**ENTRIES SHOWN:**
- Opening Delimiter -
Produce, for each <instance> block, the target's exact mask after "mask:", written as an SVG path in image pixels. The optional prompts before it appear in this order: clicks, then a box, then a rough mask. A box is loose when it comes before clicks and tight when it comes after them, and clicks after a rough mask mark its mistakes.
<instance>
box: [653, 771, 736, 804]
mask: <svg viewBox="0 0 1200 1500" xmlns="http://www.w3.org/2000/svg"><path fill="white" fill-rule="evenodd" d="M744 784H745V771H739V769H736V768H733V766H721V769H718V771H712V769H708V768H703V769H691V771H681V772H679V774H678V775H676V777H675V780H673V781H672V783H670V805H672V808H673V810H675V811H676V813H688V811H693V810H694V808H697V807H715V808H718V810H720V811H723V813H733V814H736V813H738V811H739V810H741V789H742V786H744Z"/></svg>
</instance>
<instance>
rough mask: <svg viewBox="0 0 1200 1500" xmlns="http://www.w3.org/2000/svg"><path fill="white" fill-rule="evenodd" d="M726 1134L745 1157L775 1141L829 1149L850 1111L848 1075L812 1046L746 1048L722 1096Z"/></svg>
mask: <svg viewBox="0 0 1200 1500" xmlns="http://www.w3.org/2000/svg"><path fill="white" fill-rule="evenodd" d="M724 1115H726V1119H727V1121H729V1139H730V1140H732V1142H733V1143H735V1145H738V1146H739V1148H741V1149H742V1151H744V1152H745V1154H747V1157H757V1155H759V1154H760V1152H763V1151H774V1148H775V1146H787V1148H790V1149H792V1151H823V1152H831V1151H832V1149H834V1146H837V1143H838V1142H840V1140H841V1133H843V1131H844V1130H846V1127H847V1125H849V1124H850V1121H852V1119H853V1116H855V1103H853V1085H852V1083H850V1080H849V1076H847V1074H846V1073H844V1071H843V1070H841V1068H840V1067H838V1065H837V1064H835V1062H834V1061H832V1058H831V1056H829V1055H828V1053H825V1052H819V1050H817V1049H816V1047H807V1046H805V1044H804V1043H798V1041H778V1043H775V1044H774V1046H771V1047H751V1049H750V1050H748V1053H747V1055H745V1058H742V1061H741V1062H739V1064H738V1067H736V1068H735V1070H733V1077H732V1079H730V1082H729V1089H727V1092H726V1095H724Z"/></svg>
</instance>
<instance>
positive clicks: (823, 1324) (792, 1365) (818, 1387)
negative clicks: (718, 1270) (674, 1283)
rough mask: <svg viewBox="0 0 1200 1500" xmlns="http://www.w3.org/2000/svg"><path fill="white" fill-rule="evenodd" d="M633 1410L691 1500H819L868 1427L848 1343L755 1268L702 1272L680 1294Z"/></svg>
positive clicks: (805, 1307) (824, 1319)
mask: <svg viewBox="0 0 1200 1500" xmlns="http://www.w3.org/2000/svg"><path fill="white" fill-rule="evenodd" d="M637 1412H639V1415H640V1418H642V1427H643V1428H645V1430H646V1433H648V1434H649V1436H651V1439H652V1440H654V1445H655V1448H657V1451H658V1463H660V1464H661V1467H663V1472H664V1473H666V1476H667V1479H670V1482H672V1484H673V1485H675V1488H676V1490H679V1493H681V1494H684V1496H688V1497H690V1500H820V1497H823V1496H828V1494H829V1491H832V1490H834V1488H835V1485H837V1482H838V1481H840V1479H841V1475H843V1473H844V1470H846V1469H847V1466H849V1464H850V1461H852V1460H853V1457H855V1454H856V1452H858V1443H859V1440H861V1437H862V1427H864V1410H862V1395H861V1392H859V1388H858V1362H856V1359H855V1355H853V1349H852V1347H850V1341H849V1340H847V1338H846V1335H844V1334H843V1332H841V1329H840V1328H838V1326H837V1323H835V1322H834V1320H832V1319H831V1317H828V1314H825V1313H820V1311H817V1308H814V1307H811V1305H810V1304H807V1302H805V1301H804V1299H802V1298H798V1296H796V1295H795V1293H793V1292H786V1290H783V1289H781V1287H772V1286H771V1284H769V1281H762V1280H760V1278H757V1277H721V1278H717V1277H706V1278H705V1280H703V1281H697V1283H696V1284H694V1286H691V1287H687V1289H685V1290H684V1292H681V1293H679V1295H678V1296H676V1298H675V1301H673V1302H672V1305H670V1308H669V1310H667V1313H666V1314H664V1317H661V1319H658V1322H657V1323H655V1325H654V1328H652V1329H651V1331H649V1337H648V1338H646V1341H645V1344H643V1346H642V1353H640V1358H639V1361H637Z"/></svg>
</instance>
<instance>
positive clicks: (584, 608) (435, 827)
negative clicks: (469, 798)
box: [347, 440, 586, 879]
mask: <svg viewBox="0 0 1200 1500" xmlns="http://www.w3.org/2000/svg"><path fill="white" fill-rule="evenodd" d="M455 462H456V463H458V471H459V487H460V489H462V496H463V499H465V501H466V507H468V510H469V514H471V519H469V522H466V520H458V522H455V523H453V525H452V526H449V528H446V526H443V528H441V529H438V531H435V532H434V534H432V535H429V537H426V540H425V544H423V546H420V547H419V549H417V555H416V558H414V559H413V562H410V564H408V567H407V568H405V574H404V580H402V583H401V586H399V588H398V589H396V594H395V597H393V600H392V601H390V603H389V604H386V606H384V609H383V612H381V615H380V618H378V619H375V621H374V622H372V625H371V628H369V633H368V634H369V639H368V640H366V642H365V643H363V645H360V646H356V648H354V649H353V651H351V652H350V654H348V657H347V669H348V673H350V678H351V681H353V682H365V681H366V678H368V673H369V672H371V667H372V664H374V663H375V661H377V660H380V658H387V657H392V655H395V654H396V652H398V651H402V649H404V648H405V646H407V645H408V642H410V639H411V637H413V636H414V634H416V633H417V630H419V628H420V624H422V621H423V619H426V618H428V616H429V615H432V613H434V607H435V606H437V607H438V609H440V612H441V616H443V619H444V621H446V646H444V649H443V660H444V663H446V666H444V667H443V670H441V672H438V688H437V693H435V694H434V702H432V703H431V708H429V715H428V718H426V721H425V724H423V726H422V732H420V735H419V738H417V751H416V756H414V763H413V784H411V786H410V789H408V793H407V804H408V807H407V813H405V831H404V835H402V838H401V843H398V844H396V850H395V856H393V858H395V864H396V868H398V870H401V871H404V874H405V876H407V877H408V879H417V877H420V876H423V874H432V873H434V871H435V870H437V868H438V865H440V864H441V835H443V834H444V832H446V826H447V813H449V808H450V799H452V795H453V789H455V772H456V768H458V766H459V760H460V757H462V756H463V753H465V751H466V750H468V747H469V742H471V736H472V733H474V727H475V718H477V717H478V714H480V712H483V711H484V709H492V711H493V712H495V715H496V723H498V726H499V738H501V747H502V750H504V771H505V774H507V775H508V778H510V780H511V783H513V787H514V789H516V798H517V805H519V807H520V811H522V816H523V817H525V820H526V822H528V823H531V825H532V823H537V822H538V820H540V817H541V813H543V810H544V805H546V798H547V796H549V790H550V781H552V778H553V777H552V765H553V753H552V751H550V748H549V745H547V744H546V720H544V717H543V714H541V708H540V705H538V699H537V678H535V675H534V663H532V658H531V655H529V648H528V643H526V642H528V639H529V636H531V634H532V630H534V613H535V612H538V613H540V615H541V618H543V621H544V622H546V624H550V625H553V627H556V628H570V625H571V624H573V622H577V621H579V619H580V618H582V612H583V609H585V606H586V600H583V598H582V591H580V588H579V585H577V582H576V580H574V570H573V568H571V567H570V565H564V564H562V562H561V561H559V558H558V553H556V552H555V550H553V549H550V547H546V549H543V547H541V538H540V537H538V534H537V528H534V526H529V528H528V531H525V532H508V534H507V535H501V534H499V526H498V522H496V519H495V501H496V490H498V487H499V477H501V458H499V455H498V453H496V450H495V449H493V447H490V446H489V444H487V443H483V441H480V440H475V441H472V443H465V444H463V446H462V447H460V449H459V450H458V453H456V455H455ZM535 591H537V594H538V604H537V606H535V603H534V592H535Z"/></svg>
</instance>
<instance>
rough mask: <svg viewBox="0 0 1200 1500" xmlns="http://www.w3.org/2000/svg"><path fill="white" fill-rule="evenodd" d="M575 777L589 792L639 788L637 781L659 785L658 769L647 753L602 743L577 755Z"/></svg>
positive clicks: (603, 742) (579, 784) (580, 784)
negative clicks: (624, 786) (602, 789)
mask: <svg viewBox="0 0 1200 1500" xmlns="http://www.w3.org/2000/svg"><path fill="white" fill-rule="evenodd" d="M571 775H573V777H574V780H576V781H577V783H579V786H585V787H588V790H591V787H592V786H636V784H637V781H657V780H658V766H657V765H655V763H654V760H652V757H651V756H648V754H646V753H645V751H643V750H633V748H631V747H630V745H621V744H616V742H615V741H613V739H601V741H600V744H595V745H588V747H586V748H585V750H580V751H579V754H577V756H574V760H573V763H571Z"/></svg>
- Closing Delimiter -
**DIRECTIVE:**
Collect every line of the data above that contains the string "clicks", and copy each one over unchanged.

**ANSWER TO THIS PROBLEM:**
Produce, for each <instance> block, the target's exact mask after "mask:", written as an SVG path in image pixels. The optional prompts before it appear in this order: clicks, then a box, then a rough mask. A box is loose when it comes before clicks and tight when it comes after them, and clicks after a rough mask mark its mistakes.
positive clicks: (823, 1324) (792, 1365) (818, 1387)
negative clicks: (718, 1270) (674, 1283)
positive clicks: (805, 1307) (824, 1319)
positive clicks: (584, 608) (435, 827)
negative clicks: (469, 798)
positive clicks: (603, 742) (579, 784) (580, 784)
negative clicks: (624, 786) (602, 789)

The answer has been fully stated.